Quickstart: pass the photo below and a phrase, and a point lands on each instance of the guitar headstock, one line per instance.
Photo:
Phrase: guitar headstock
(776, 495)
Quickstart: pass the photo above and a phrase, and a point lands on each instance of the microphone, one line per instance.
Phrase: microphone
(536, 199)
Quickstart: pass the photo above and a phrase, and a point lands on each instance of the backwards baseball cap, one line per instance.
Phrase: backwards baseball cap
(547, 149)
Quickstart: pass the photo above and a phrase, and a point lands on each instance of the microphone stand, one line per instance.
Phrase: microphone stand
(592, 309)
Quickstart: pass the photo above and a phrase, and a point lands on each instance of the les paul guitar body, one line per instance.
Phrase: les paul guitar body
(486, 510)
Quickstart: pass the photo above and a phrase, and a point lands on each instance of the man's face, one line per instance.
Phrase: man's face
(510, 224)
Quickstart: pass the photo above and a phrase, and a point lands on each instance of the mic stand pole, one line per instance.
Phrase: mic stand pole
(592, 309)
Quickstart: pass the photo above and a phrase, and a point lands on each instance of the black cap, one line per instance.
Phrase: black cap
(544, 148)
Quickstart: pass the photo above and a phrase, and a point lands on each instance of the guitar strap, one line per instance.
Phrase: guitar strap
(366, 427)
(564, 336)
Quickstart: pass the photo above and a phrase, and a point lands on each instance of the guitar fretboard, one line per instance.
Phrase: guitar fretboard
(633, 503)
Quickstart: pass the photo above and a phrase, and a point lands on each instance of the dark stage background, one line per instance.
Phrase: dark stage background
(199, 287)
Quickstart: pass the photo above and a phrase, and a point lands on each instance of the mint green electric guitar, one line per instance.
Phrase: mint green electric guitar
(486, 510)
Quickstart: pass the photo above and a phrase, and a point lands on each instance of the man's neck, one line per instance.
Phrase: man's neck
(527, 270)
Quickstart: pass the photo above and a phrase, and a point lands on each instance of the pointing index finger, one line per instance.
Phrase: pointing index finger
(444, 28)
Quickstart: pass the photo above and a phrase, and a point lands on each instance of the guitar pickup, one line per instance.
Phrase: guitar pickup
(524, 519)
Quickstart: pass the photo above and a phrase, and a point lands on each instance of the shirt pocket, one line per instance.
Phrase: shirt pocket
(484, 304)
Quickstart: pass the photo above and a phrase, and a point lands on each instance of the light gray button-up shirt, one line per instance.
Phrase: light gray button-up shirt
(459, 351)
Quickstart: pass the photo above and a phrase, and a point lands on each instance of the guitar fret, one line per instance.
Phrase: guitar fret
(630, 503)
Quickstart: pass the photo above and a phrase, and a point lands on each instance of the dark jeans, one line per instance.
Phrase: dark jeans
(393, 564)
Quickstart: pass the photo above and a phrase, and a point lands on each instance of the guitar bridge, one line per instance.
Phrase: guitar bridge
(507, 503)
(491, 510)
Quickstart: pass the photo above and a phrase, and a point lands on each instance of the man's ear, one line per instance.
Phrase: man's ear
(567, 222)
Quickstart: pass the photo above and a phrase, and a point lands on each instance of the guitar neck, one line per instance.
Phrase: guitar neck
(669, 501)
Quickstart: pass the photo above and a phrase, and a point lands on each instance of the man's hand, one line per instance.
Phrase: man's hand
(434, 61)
==*==
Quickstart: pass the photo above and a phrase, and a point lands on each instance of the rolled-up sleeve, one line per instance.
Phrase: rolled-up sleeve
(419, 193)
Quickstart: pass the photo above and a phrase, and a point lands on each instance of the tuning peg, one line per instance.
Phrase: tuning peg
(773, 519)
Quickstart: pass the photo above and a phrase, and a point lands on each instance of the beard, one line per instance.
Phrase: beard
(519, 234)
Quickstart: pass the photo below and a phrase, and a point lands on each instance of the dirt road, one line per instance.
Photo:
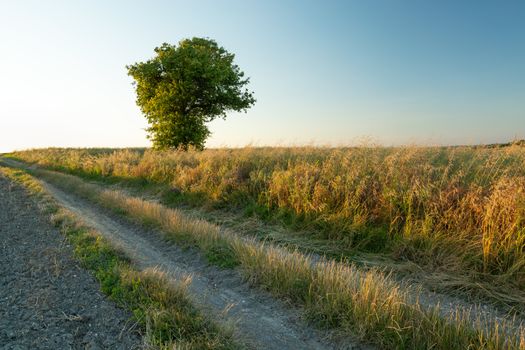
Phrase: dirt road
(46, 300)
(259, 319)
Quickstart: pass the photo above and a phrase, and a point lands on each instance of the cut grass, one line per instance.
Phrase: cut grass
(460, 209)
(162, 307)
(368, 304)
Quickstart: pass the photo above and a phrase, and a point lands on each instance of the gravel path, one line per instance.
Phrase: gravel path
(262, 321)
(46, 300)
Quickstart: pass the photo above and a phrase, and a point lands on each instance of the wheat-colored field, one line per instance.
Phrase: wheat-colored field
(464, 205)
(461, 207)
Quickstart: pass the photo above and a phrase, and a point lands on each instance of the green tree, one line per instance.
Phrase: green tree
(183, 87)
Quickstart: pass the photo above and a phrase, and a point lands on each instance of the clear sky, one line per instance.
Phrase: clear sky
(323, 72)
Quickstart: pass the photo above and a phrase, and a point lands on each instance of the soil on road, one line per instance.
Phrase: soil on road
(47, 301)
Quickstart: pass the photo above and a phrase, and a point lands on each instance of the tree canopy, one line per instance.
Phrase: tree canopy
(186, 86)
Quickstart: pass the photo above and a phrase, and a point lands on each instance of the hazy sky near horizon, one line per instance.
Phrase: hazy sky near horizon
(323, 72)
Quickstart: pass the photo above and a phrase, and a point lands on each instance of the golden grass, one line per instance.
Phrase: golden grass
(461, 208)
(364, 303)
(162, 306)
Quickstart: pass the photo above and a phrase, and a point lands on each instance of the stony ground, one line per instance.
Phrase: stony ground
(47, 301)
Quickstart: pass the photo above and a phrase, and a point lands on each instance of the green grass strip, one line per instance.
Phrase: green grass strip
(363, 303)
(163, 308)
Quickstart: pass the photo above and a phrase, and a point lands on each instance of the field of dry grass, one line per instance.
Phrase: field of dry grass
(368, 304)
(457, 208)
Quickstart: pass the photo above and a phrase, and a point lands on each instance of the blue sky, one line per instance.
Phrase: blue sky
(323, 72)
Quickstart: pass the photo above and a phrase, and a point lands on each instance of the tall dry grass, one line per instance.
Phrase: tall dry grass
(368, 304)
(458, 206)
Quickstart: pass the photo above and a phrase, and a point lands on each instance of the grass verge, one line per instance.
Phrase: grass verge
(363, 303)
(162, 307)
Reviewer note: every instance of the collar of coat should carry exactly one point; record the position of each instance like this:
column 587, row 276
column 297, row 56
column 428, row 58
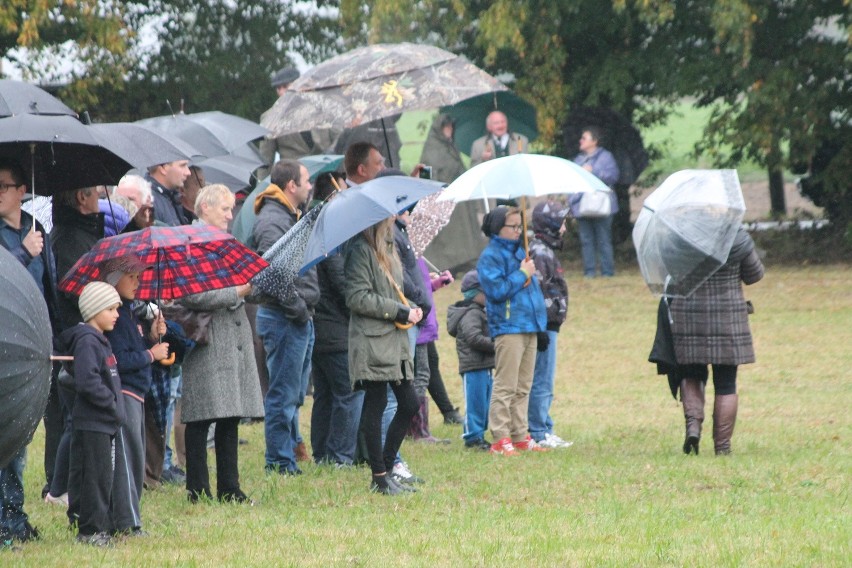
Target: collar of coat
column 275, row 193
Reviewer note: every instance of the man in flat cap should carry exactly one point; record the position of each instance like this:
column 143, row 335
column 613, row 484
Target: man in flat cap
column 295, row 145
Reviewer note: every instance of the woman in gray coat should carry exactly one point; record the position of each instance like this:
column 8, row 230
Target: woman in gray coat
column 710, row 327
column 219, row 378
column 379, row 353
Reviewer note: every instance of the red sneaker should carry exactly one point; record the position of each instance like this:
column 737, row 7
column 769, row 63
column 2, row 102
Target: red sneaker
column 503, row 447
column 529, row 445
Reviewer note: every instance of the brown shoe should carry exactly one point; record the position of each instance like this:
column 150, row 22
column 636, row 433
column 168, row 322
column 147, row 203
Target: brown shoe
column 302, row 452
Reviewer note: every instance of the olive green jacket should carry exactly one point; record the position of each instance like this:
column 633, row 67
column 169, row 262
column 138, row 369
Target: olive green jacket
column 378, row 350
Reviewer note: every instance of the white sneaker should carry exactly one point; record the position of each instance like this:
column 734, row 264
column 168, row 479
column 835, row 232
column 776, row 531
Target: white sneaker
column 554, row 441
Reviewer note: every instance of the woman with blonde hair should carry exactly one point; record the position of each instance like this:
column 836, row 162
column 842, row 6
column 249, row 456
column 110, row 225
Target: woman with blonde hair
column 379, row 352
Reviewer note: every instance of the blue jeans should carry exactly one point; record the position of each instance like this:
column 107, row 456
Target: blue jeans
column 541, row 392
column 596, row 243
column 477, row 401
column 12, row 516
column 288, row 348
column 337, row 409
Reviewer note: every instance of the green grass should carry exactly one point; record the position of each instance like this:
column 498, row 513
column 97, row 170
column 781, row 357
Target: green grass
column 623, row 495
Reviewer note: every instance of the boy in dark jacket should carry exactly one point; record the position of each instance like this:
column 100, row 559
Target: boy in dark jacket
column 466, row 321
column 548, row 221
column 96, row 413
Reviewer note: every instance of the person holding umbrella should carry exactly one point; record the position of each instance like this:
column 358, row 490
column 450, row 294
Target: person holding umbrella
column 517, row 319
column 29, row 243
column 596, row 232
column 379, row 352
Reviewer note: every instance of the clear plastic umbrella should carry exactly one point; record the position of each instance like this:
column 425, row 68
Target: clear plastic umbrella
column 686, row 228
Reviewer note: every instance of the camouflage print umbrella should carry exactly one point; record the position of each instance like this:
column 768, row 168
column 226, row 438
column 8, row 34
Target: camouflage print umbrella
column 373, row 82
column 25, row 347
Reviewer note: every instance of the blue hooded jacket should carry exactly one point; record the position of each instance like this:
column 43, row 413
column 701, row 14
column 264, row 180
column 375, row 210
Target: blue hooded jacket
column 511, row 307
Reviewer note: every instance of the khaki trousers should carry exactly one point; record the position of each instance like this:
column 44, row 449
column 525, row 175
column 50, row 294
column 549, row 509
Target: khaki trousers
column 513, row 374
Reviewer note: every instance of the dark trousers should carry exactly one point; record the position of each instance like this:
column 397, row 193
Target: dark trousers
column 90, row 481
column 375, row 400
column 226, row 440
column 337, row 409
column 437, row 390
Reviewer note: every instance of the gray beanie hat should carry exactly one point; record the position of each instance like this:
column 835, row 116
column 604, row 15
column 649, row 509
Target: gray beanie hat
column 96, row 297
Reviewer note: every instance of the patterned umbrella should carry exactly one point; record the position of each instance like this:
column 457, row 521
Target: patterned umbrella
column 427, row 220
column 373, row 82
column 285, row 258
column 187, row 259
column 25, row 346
==*==
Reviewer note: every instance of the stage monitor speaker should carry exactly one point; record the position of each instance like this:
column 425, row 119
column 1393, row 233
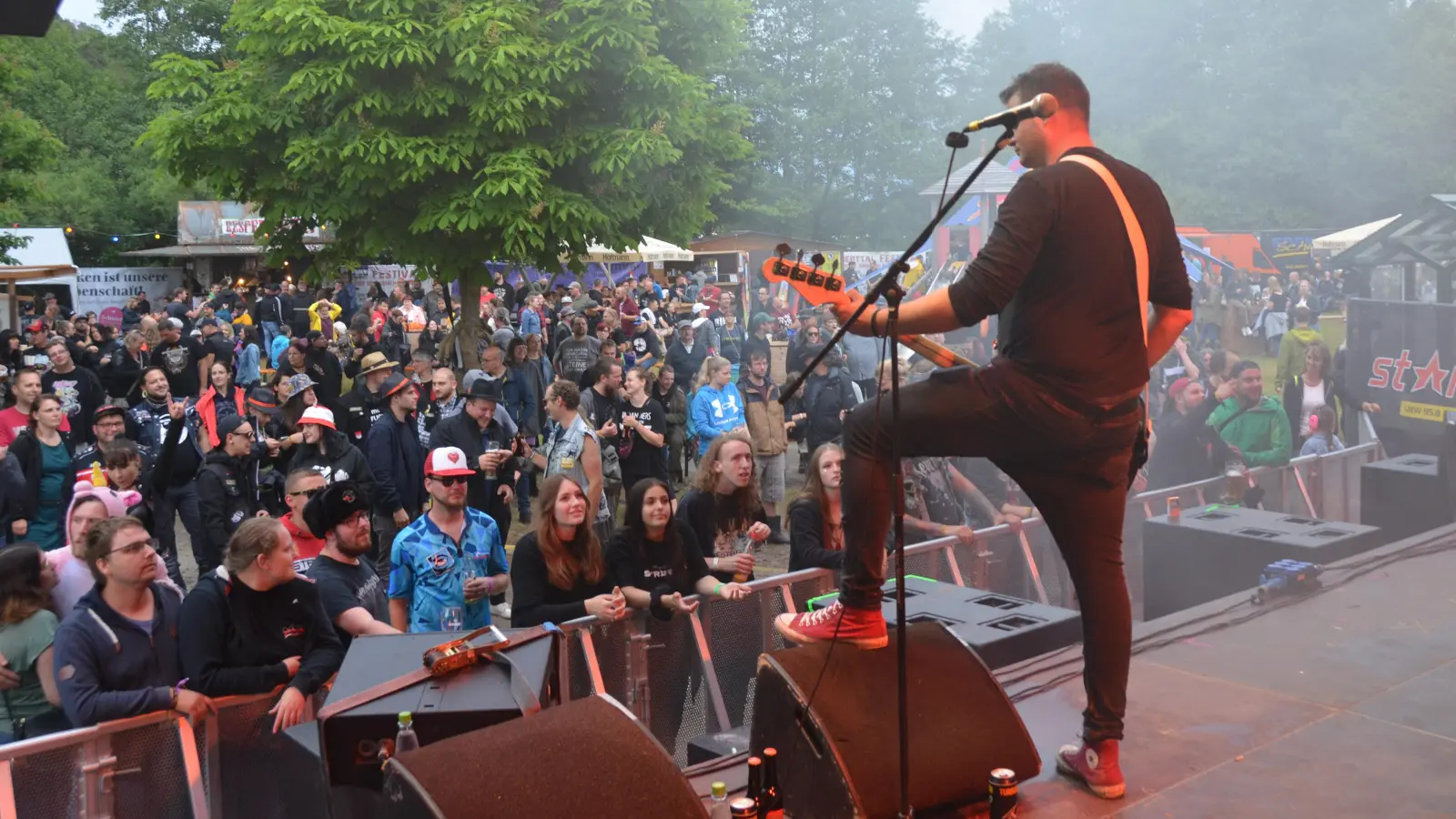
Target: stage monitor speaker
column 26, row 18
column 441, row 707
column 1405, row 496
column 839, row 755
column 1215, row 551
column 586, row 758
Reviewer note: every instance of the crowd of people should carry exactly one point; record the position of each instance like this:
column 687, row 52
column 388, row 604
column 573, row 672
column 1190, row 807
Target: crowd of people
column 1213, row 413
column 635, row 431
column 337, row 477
==*==
**GIVEN TASK:** Convert the part of the data above that opens with the line containing "canopy, one line per instance." and closes with the line containing "column 275, row 193", both ends included, into a Markdown table with the columns No. and Content, one numbered row per line. Skip blank lines and leave the pictures out.

**CORRECT RESULT:**
| No. | Content |
|---|---|
| 1 | Quickstart: pass the photo above and a phrase, and a point lands on each instance of the tree canopy, one line per instance. |
| 2 | Phrase: tree canopy |
| 3 | (186, 86) |
| 4 | Quickstart: pass the photo above and a phrase, and a point lands on each instance of the hazy sky near horizon, one line per instance. |
| 5 | Phrase: hazy sky near horizon |
| 6 | (323, 72) |
| 7 | Quickstart: pass the photo above and a phrase, and a point lands on each instance of the golden grass, one line per instance. |
| 8 | Phrase: golden grass |
| 9 | (461, 208) |
| 10 | (364, 303) |
| 11 | (162, 306) |
| 12 | Quickstart: pass the photo above and a phrase, and a point lands on each instance of the stony ground, one line per instance. |
| 13 | Phrase: stony ground |
| 14 | (47, 301) |
| 15 | Quickstart: pass the photo above and a phrase, and a point lands on each instance of the green grass strip, one line per instance. |
| 16 | Phrase: green grass strip |
| 17 | (363, 303) |
| 18 | (163, 308) |
| 19 | Quickstart: pass the photo above and a phrase, and a point lands on each instance of the field of dry grass, one line per instance. |
| 20 | Phrase: field of dry grass |
| 21 | (368, 304) |
| 22 | (457, 208) |
| 23 | Quickstart: pass the photo above and a phrase, and a point lands on each instance of the blue sky, one line per instance. |
| 24 | Phrase: blue sky |
| 25 | (323, 72) |
| 26 | Quickstart: pass the photo above and a phrase, and a point lands on each instance of the tall dry grass, one line per instance. |
| 27 | Phrase: tall dry grass |
| 28 | (368, 304) |
| 29 | (458, 206) |
| 30 | Quickstart: pass the photo above and a phrase, and a point lands on each instance of the grass verge, one line per instance. |
| 31 | Phrase: grass verge |
| 32 | (363, 303) |
| 33 | (162, 307) |
| 34 | Reviewer note: every instance of the collar of coat should carry exactly one point; record the position of each instance like this: |
| 35 | column 587, row 276 |
| 36 | column 297, row 56 |
| 37 | column 428, row 58 |
| 38 | Target: collar of coat |
| 39 | column 275, row 193 |